------ Data for this task ------
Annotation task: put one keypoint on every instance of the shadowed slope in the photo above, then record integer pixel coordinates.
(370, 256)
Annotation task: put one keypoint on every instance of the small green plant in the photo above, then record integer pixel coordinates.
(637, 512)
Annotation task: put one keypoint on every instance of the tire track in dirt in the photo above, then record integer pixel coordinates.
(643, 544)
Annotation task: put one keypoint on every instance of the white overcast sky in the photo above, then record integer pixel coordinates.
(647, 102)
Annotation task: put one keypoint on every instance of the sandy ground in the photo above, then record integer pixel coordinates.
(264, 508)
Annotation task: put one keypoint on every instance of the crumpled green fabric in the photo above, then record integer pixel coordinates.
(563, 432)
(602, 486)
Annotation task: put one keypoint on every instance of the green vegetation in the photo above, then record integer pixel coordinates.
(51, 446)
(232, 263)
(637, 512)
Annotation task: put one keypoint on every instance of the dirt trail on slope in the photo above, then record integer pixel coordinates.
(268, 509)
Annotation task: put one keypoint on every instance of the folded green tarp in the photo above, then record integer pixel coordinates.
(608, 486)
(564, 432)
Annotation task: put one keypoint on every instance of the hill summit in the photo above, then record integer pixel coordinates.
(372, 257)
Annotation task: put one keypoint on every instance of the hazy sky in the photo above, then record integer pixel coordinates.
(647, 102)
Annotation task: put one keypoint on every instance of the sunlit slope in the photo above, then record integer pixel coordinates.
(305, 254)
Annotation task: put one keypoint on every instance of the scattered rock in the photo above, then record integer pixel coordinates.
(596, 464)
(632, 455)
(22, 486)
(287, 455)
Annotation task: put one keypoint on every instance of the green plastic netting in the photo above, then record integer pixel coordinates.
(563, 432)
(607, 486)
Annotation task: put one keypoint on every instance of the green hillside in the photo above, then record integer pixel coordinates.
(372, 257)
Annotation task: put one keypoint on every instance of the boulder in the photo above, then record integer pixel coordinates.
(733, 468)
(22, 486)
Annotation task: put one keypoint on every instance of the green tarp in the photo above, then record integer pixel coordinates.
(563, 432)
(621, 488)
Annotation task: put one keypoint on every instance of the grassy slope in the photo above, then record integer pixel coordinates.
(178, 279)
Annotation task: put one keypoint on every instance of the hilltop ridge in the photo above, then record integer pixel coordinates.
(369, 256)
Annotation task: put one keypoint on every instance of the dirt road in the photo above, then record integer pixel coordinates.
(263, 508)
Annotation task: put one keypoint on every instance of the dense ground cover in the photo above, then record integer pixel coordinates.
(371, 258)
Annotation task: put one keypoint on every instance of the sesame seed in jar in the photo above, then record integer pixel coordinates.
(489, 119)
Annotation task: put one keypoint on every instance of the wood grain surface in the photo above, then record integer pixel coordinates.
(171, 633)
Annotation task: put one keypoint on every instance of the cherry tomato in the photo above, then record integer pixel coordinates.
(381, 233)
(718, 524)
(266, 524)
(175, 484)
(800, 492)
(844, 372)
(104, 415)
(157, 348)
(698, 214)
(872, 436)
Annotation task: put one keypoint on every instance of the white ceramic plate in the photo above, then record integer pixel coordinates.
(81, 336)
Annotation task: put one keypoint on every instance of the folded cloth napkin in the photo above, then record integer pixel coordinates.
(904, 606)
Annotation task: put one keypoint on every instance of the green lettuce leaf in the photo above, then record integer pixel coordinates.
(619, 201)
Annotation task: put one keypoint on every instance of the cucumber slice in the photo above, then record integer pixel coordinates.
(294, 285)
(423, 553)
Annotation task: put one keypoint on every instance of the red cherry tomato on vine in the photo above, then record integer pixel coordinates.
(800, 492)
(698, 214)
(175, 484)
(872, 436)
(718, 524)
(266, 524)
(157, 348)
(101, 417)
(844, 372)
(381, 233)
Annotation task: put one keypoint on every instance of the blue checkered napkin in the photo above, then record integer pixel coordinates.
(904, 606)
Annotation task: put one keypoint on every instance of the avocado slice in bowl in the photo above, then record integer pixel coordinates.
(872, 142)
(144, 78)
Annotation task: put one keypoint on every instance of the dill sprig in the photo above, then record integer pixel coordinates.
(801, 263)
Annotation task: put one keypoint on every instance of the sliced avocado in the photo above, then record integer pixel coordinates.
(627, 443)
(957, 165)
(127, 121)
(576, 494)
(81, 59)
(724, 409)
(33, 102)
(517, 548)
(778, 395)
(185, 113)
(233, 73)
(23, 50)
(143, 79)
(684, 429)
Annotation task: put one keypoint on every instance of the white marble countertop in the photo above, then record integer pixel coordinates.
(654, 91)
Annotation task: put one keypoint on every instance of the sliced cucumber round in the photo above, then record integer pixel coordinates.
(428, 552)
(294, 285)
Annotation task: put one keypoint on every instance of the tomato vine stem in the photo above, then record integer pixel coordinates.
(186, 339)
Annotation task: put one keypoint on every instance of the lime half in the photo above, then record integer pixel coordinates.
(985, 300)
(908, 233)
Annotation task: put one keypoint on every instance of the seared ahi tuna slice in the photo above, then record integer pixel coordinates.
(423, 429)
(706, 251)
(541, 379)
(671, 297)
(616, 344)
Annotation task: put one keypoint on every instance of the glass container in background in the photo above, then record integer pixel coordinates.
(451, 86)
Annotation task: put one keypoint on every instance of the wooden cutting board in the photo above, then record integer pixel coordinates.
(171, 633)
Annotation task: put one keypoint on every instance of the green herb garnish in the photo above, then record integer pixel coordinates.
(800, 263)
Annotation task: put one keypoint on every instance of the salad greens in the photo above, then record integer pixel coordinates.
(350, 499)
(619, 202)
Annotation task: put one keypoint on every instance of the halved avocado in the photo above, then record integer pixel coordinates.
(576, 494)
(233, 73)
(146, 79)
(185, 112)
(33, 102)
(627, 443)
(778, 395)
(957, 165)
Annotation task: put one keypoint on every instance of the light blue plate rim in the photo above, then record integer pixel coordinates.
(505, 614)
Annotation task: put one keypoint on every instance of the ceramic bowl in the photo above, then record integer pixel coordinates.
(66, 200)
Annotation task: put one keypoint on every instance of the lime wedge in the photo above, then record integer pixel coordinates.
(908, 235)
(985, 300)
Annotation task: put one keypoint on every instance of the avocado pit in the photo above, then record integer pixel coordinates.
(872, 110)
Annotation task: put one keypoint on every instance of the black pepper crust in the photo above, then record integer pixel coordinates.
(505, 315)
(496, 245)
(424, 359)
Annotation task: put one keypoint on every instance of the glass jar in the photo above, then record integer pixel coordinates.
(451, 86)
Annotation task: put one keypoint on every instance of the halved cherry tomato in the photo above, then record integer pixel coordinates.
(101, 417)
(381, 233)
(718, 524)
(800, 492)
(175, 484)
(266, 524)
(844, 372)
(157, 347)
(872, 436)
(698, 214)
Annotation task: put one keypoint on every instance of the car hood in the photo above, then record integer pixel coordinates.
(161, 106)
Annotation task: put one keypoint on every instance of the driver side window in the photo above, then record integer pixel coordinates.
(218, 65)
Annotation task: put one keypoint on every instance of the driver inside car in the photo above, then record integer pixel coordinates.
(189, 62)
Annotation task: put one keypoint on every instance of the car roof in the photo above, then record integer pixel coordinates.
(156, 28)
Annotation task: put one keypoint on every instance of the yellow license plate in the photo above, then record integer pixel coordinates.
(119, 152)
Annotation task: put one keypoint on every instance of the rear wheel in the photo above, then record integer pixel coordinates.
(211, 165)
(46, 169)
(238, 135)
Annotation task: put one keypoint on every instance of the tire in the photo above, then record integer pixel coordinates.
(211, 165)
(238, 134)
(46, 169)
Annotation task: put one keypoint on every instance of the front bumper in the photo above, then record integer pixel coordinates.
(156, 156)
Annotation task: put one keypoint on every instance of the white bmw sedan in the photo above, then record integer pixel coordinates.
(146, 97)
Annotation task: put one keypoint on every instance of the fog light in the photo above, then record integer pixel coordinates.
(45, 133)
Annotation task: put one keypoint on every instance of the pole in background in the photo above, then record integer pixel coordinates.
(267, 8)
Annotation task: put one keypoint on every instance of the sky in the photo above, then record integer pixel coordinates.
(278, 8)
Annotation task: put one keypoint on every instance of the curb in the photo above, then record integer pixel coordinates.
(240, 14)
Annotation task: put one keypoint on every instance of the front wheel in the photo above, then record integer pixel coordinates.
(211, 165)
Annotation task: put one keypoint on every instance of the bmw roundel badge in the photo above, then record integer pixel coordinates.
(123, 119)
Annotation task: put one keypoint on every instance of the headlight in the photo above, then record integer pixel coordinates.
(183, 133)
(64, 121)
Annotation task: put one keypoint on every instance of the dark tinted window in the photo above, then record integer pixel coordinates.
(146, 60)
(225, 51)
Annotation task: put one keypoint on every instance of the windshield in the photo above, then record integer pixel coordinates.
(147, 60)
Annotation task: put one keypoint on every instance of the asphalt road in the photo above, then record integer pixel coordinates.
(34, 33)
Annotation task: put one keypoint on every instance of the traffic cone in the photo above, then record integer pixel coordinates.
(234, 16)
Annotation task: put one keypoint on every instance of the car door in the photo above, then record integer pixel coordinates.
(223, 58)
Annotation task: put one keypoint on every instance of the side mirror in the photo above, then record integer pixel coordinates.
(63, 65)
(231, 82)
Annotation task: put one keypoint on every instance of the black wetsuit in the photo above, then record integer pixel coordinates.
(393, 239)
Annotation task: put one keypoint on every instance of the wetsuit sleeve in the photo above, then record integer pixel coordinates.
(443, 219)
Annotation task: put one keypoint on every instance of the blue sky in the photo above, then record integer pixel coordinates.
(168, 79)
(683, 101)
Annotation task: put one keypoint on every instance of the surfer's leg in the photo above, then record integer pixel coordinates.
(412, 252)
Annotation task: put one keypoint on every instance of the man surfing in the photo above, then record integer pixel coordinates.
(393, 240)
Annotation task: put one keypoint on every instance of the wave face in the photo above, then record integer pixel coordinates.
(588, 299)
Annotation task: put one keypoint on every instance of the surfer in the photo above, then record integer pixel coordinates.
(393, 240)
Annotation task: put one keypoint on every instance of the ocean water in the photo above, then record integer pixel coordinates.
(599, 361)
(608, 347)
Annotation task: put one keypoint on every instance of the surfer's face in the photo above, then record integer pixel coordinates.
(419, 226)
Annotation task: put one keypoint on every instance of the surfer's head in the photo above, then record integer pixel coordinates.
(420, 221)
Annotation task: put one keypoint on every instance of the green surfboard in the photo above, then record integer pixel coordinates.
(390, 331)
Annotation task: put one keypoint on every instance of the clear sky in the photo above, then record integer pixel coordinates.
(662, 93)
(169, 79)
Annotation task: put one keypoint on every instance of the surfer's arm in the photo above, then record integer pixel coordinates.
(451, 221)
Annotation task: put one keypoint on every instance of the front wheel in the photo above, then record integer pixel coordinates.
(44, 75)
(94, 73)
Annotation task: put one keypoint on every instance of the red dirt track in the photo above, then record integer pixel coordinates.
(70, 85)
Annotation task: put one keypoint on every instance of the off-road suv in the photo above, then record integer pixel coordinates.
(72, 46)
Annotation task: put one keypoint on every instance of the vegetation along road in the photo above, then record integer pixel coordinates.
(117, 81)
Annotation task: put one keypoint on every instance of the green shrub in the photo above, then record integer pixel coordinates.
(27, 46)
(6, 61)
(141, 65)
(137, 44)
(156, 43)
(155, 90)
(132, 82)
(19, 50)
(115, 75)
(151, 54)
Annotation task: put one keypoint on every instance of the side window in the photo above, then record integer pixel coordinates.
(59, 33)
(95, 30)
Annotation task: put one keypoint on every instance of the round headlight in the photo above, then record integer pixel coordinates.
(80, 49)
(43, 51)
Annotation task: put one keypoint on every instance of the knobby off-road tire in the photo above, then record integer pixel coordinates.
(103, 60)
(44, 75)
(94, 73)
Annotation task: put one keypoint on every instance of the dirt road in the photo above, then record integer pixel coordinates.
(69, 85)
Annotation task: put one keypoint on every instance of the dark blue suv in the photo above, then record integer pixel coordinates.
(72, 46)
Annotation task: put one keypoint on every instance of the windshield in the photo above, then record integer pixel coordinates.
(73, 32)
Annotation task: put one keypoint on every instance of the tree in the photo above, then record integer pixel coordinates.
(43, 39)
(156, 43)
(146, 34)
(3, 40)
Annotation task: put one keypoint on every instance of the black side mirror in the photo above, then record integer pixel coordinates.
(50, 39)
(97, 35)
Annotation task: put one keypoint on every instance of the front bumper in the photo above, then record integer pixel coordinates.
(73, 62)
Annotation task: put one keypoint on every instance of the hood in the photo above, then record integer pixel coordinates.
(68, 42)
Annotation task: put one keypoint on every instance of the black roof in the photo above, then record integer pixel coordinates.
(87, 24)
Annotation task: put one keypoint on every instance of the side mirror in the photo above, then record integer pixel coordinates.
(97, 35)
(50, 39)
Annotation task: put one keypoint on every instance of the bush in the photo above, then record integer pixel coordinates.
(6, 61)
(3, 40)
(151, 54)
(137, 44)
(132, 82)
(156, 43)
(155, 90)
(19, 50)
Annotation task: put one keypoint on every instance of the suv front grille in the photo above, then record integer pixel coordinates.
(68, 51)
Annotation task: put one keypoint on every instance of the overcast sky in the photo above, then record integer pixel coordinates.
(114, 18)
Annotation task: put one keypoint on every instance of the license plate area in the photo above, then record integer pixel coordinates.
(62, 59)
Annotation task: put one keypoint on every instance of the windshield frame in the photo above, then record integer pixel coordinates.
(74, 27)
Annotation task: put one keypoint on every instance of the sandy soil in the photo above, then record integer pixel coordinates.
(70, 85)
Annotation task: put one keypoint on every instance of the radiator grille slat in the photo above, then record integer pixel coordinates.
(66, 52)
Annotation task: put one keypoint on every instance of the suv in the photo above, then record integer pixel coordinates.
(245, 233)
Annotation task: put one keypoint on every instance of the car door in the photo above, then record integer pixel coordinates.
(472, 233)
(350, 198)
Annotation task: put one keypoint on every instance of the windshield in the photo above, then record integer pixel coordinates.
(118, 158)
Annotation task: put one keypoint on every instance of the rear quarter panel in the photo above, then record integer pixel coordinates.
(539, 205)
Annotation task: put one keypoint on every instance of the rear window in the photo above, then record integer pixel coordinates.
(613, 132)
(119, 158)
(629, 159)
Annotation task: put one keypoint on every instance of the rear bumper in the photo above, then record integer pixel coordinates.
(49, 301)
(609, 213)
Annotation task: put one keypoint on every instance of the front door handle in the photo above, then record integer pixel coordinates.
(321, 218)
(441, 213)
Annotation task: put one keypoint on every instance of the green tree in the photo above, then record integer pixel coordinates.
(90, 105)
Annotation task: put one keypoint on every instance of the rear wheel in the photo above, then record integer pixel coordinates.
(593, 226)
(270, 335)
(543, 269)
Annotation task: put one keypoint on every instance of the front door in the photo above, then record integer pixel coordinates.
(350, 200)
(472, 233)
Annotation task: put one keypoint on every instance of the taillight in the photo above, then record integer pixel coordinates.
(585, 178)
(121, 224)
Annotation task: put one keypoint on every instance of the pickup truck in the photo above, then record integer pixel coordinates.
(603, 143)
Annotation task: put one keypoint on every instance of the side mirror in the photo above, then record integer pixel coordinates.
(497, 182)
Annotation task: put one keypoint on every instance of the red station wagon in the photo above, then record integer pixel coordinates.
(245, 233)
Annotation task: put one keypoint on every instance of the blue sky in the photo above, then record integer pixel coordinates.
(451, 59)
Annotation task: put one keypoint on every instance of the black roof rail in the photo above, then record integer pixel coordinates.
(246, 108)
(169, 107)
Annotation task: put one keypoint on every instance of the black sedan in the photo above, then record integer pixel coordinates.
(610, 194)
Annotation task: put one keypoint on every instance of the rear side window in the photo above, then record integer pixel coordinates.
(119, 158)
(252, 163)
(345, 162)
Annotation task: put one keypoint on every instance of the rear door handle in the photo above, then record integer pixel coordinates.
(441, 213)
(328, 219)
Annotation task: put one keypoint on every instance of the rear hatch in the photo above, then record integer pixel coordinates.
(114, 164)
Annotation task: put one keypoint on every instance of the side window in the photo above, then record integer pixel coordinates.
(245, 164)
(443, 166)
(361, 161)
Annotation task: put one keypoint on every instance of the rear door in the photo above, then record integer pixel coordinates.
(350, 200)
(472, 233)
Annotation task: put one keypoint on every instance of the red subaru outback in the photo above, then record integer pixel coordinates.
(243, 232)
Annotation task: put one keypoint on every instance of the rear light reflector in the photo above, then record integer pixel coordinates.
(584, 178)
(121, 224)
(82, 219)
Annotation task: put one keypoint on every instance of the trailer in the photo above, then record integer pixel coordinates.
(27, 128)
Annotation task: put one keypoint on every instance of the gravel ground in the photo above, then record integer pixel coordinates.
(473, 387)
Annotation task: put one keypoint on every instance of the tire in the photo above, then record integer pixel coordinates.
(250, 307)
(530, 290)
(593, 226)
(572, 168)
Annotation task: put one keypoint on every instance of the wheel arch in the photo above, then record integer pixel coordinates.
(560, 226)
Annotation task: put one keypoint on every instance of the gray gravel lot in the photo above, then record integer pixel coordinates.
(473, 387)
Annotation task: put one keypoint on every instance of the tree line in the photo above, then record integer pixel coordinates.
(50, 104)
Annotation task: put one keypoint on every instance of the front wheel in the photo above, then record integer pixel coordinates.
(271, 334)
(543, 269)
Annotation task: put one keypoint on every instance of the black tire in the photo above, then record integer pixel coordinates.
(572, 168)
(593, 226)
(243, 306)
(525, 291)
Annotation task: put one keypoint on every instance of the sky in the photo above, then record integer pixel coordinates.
------
** Task requirements **
Copy exactly the lines above, from the one containing "of the trailer" through the very last line.

** Output of the exercise **
Annotation task: put one keypoint on every instance of the trailer in the photo above, then record integer pixel coordinates.
(27, 128)
Annotation task: put one keypoint on every instance of the gravel ground in the photo above, then record integer pixel coordinates.
(473, 387)
Annotation task: put one keypoint on every instance of the tire in the photo above, then record integer pixel coordinates.
(250, 307)
(530, 290)
(593, 226)
(572, 168)
Annotation task: put one keypoint on every instance of the wheel arch in the photo above, then record integer pixel coordinates.
(560, 226)
Annotation task: put one keypoint on every instance of the gray gravel lot in the photo above, then record integer pixel coordinates.
(473, 387)
Annotation task: put one keypoint on every instance of the tree line in the photo above, then record integer pixel coordinates.
(50, 104)
Annotation task: put one keypoint on every instance of the front wheel in the photo above, then record integer pixel coordinates.
(271, 334)
(543, 269)
Annotation task: put one keypoint on every instance of the black tire in the photo above, then record integer pixel coordinates.
(572, 168)
(593, 226)
(243, 306)
(525, 291)
Annotation task: put one keypoint on every instance of the sky in the photo above, then record integer pixel coordinates.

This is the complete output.